▶ AIM OF THE TASK: In the data below, the answer is the run of lines from the line containing "box: [224, 0, 288, 68]" through the line containing "box: [50, 150, 218, 368]", both included; print it exactly and nothing else.

Stored data:
___

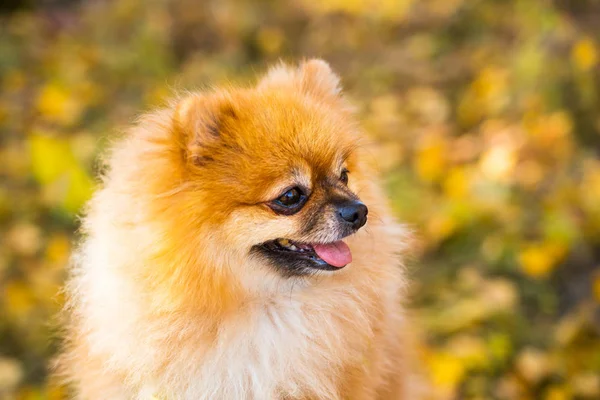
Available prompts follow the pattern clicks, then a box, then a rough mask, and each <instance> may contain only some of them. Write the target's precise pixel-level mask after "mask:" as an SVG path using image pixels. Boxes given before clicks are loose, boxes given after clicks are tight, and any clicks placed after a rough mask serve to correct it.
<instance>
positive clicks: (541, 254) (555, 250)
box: [519, 242, 567, 278]
mask: <svg viewBox="0 0 600 400" xmlns="http://www.w3.org/2000/svg"><path fill="white" fill-rule="evenodd" d="M566 251H567V248H566V246H565V245H564V244H561V243H554V242H547V243H533V244H529V245H527V246H526V247H525V248H524V249H523V250H522V251H521V253H520V254H519V263H520V264H521V269H522V270H523V272H525V273H526V274H527V275H529V276H531V277H532V278H544V277H546V276H547V275H548V274H549V273H550V272H551V271H552V270H553V269H554V267H555V266H556V264H557V263H558V262H559V261H560V260H561V259H562V258H563V257H564V255H565V254H566Z"/></svg>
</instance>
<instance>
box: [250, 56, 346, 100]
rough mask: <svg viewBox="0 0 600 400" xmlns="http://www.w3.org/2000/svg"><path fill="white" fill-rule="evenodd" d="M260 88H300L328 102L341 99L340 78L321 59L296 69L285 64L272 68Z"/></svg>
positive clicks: (308, 60)
mask: <svg viewBox="0 0 600 400" xmlns="http://www.w3.org/2000/svg"><path fill="white" fill-rule="evenodd" d="M258 88H259V89H268V88H284V89H285V88H290V89H293V88H298V89H300V90H302V91H303V92H305V93H306V94H309V95H311V96H314V97H316V98H318V99H321V100H326V101H336V100H339V99H340V97H341V87H340V78H339V77H338V76H337V75H336V74H335V73H334V72H333V71H332V70H331V68H330V67H329V64H327V63H326V62H325V61H323V60H319V59H312V60H308V61H305V62H303V63H302V64H300V66H299V67H298V68H296V69H294V68H291V67H289V66H287V65H285V64H280V65H278V66H276V67H274V68H271V69H270V70H269V72H268V73H267V75H266V76H265V77H264V78H263V79H262V80H261V81H260V83H259V84H258Z"/></svg>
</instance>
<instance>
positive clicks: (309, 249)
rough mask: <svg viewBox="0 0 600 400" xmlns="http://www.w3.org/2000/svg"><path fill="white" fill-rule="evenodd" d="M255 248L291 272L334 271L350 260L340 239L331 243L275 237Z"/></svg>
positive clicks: (272, 261) (271, 260) (349, 253)
mask: <svg viewBox="0 0 600 400" xmlns="http://www.w3.org/2000/svg"><path fill="white" fill-rule="evenodd" d="M257 250H258V251H259V252H260V253H262V254H263V255H264V256H266V257H267V258H269V259H270V260H271V262H273V263H274V264H276V265H277V266H280V267H284V268H286V269H287V270H289V271H290V272H291V273H294V274H295V273H307V272H309V271H310V269H311V268H312V269H320V270H325V271H335V270H339V269H340V268H343V267H345V266H346V265H347V264H349V263H350V262H351V261H352V253H351V252H350V249H349V248H348V245H346V243H344V242H343V241H341V240H338V241H336V242H331V243H299V242H295V241H292V240H289V239H276V240H271V241H269V242H265V243H263V244H262V245H259V246H257Z"/></svg>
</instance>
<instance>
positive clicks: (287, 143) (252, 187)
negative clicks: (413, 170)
mask: <svg viewBox="0 0 600 400" xmlns="http://www.w3.org/2000/svg"><path fill="white" fill-rule="evenodd" d="M174 130H175V131H176V132H177V135H178V138H179V139H178V140H179V141H180V143H181V151H182V156H183V158H184V160H185V164H186V169H187V171H189V172H188V180H189V181H190V182H191V184H192V186H193V187H195V188H196V189H197V190H195V191H194V196H198V198H199V202H198V204H201V205H202V206H201V208H202V209H201V210H198V219H200V220H201V221H202V223H203V224H204V226H205V228H206V229H207V230H211V231H212V232H214V237H215V238H218V239H216V240H220V241H222V245H223V246H227V247H229V248H233V249H235V250H236V251H238V252H241V253H243V254H245V255H247V256H248V257H251V258H253V259H258V260H261V261H264V262H266V264H268V265H270V266H272V267H273V268H275V269H276V270H277V271H278V272H279V273H281V274H283V275H285V276H294V275H304V274H310V273H311V272H314V271H316V270H330V271H334V270H338V269H340V268H342V267H344V266H345V265H347V264H348V263H350V262H351V261H352V255H351V252H350V249H349V248H348V246H347V245H346V244H345V243H344V242H343V241H342V240H343V239H344V238H345V237H347V236H349V235H351V234H353V233H355V232H356V231H357V230H359V229H361V228H362V227H363V226H364V225H365V223H366V222H367V214H368V208H367V205H365V204H364V203H363V202H362V201H361V199H360V197H359V194H360V182H359V181H360V179H361V165H360V164H359V160H358V159H357V158H358V157H357V154H356V150H357V147H358V141H359V135H358V133H357V127H356V126H355V123H354V121H353V118H352V113H351V111H350V110H349V107H348V105H347V104H346V103H345V100H344V99H343V98H342V97H341V94H340V88H339V80H338V78H337V76H336V75H335V74H334V73H333V72H332V71H331V70H330V68H329V66H328V65H327V64H326V63H325V62H323V61H318V60H312V61H308V62H306V63H304V64H302V65H301V66H300V67H299V68H296V69H291V68H289V67H286V66H280V67H277V68H275V69H273V70H271V71H270V72H269V73H268V74H267V76H266V77H264V78H263V79H262V80H261V81H260V83H259V84H258V86H257V87H256V88H252V89H244V90H227V91H215V92H214V93H210V94H198V95H191V96H188V97H187V98H185V99H183V100H182V101H181V102H180V103H179V104H178V106H177V108H176V112H175V116H174Z"/></svg>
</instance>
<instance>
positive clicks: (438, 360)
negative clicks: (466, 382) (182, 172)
mask: <svg viewBox="0 0 600 400" xmlns="http://www.w3.org/2000/svg"><path fill="white" fill-rule="evenodd" d="M427 364H428V367H429V371H430V373H431V377H432V381H433V383H434V384H435V385H436V386H439V387H441V388H445V389H448V390H454V388H456V386H457V385H458V384H459V383H460V381H461V380H462V378H463V376H464V374H465V366H464V365H463V363H462V362H461V360H460V359H459V358H458V357H456V356H453V355H451V354H448V353H437V354H433V355H431V356H430V357H429V360H428V363H427Z"/></svg>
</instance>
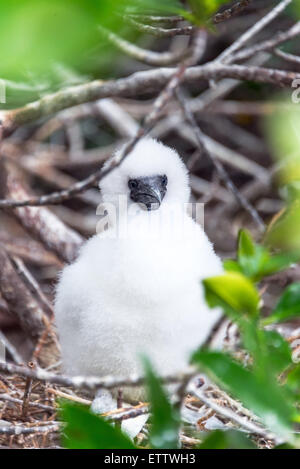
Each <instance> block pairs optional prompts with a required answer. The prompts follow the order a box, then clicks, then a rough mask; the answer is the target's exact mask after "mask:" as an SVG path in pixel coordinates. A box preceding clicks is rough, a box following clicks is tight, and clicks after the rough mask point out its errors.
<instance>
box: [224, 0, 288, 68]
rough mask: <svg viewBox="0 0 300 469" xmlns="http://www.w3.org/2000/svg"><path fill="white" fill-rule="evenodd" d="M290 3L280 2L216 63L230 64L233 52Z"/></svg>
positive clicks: (276, 15) (261, 28)
mask: <svg viewBox="0 0 300 469" xmlns="http://www.w3.org/2000/svg"><path fill="white" fill-rule="evenodd" d="M291 2H292V0H282V1H281V2H280V3H279V4H278V5H276V6H275V7H274V8H273V9H272V10H271V11H270V12H269V13H268V14H267V15H265V16H263V17H262V18H261V19H260V20H259V21H257V22H256V23H255V24H254V25H253V26H252V28H250V29H248V30H247V31H246V32H245V33H244V34H242V36H241V37H240V38H238V39H237V40H236V41H235V42H234V43H233V44H232V45H231V46H230V47H228V48H227V49H226V50H225V51H224V52H222V53H221V54H220V55H219V57H218V58H217V61H218V62H222V63H230V62H231V61H232V57H233V54H234V52H236V51H237V50H239V49H241V48H242V47H243V46H244V45H245V44H246V43H247V42H248V41H249V40H250V39H252V38H253V37H254V36H256V35H257V34H258V33H259V32H260V31H262V30H263V29H264V28H265V27H266V26H267V25H268V24H269V23H271V21H273V20H274V19H275V18H277V16H279V15H280V13H282V11H283V10H285V8H286V7H287V6H288V5H289V4H290V3H291Z"/></svg>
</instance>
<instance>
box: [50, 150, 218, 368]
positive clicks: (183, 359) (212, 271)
mask: <svg viewBox="0 0 300 469" xmlns="http://www.w3.org/2000/svg"><path fill="white" fill-rule="evenodd" d="M155 143H156V144H157V142H155ZM164 148H165V147H164ZM165 169H166V168H165ZM170 187H171V184H170ZM166 199H167V197H166ZM167 202H168V199H167ZM167 211H168V203H165V204H164V203H162V204H161V206H160V208H159V210H155V211H151V212H148V211H143V210H141V211H140V212H138V213H135V214H132V215H130V216H128V219H127V233H126V236H124V237H120V236H112V232H111V230H108V231H105V232H103V233H100V234H97V235H95V236H94V237H93V238H91V239H90V240H89V241H88V242H87V243H86V244H85V245H84V246H83V248H82V250H81V253H80V255H79V257H78V259H77V261H76V262H75V263H74V264H72V265H70V266H68V267H66V268H65V269H64V271H63V273H62V276H61V279H60V282H59V285H58V289H57V297H56V320H57V325H58V331H59V335H60V341H61V346H62V355H63V363H64V367H65V370H66V371H67V372H68V373H70V374H73V375H98V376H103V375H109V374H113V375H118V376H120V375H121V376H128V375H129V374H131V373H134V372H140V371H141V370H140V361H139V354H140V353H143V354H147V355H148V356H149V358H150V359H151V360H152V362H153V363H154V365H155V367H156V369H157V371H158V372H159V373H160V374H162V375H164V374H169V373H173V372H176V371H178V370H181V369H182V368H184V367H185V366H186V364H187V362H188V357H189V354H190V352H191V351H192V350H194V349H195V348H196V347H197V346H199V345H200V344H201V343H202V342H203V341H204V340H205V338H206V337H207V335H208V334H209V332H210V330H211V328H212V327H213V325H214V323H215V322H216V320H217V319H218V317H219V312H217V311H212V310H210V309H209V308H208V307H207V305H206V303H205V301H204V297H203V289H202V286H201V280H202V279H203V278H205V277H208V276H212V275H217V274H219V273H220V272H221V270H222V267H221V262H220V260H219V259H218V257H217V256H216V255H215V253H214V251H213V248H212V245H211V243H210V242H209V240H208V239H207V237H206V235H205V233H204V232H203V230H202V228H201V227H200V226H199V225H197V224H196V223H195V222H194V221H193V220H192V219H191V218H190V217H189V216H188V215H187V214H186V213H185V211H184V212H182V213H183V215H182V218H180V217H177V216H175V217H174V219H173V222H172V225H171V228H170V225H169V226H168V229H167V230H164V229H162V225H163V226H164V224H165V225H166V223H165V220H166V219H167V216H168V213H167ZM150 216H151V217H152V223H151V227H152V228H151V229H149V224H148V222H149V219H150ZM153 227H154V228H153ZM183 227H184V228H183Z"/></svg>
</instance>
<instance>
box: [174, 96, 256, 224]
mask: <svg viewBox="0 0 300 469" xmlns="http://www.w3.org/2000/svg"><path fill="white" fill-rule="evenodd" d="M176 94H177V98H178V101H179V103H180V105H181V107H182V110H183V112H184V115H185V117H186V119H187V121H188V122H189V124H190V125H191V127H192V129H193V131H194V134H195V137H196V139H197V144H198V147H199V150H200V151H203V150H204V151H205V152H206V153H207V155H208V156H209V158H210V160H211V162H212V163H213V165H214V166H215V168H216V170H217V172H218V174H219V176H220V178H221V179H222V180H223V181H224V183H225V184H226V187H227V188H228V189H229V190H230V191H231V192H232V193H233V195H234V197H235V198H236V200H237V201H238V202H239V203H240V205H241V206H242V207H243V208H244V209H245V210H246V211H247V212H248V213H249V214H250V215H251V217H252V218H253V220H254V221H255V223H256V224H257V226H258V227H259V229H260V230H261V231H264V229H265V224H264V222H263V220H262V219H261V217H260V216H259V214H258V213H257V211H256V210H255V208H254V207H253V206H252V205H251V204H250V203H249V202H248V200H247V199H246V198H245V197H244V196H243V195H242V194H241V193H240V191H239V190H238V189H237V187H236V186H235V185H234V184H233V182H232V181H231V179H230V177H229V175H228V174H227V172H226V171H225V169H224V168H223V166H222V164H221V163H220V161H219V160H218V159H217V158H215V156H214V154H213V153H211V152H210V151H209V150H208V149H207V147H206V144H205V141H204V139H203V137H202V132H201V130H200V128H199V126H198V125H197V122H196V120H195V117H194V116H193V113H192V112H191V110H190V107H189V104H188V102H187V100H186V99H185V97H184V96H183V94H182V92H180V91H177V93H176Z"/></svg>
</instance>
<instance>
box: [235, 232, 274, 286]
mask: <svg viewBox="0 0 300 469" xmlns="http://www.w3.org/2000/svg"><path fill="white" fill-rule="evenodd" d="M269 258H270V255H269V252H268V251H267V249H265V248H264V247H262V246H260V245H258V244H256V243H254V241H253V240H252V238H251V236H250V233H249V232H248V231H246V230H241V231H240V233H239V239H238V263H239V265H240V267H241V269H242V271H243V273H244V274H245V275H246V276H247V277H250V278H251V279H253V280H254V281H257V280H259V279H260V278H261V277H262V275H263V271H264V266H265V265H266V264H267V263H268V261H269Z"/></svg>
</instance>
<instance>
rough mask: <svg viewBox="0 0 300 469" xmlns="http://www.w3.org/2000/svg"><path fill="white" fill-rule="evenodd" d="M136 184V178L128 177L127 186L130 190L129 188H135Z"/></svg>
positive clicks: (136, 183)
mask: <svg viewBox="0 0 300 469" xmlns="http://www.w3.org/2000/svg"><path fill="white" fill-rule="evenodd" d="M137 186H138V182H137V180H136V179H129V181H128V187H129V189H130V190H131V189H136V188H137Z"/></svg>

___

▶ RESULT OF THE EXERCISE:
box: [224, 0, 288, 68]
rough mask: <svg viewBox="0 0 300 469" xmlns="http://www.w3.org/2000/svg"><path fill="white" fill-rule="evenodd" d="M290 3L280 2L216 63L230 64L233 52Z"/></svg>
positive clicks: (276, 15) (261, 28)
mask: <svg viewBox="0 0 300 469" xmlns="http://www.w3.org/2000/svg"><path fill="white" fill-rule="evenodd" d="M291 2H292V0H282V1H281V2H280V3H279V4H278V5H276V6H275V7H274V8H273V9H272V10H271V11H270V12H269V13H268V14H267V15H265V16H263V17H262V18H261V19H260V20H259V21H257V22H256V23H255V24H254V25H253V26H252V28H250V29H248V30H247V31H246V32H245V33H244V34H242V36H241V37H240V38H238V39H237V40H236V41H235V42H234V43H233V44H232V45H231V46H230V47H228V48H227V49H226V50H225V51H224V52H222V53H221V54H220V55H219V57H218V58H217V61H218V62H222V63H230V62H231V61H232V57H233V54H234V52H236V51H237V50H239V49H241V48H242V47H243V46H244V45H245V44H246V43H247V42H248V41H249V40H250V39H252V38H253V37H254V36H256V35H257V34H258V33H259V32H260V31H262V30H263V29H264V28H265V27H266V26H267V25H268V24H269V23H271V21H273V20H274V19H275V18H277V16H279V15H280V13H282V11H283V10H285V8H286V7H287V6H288V5H289V4H290V3H291Z"/></svg>
</instance>
<instance>
box: [50, 150, 218, 368]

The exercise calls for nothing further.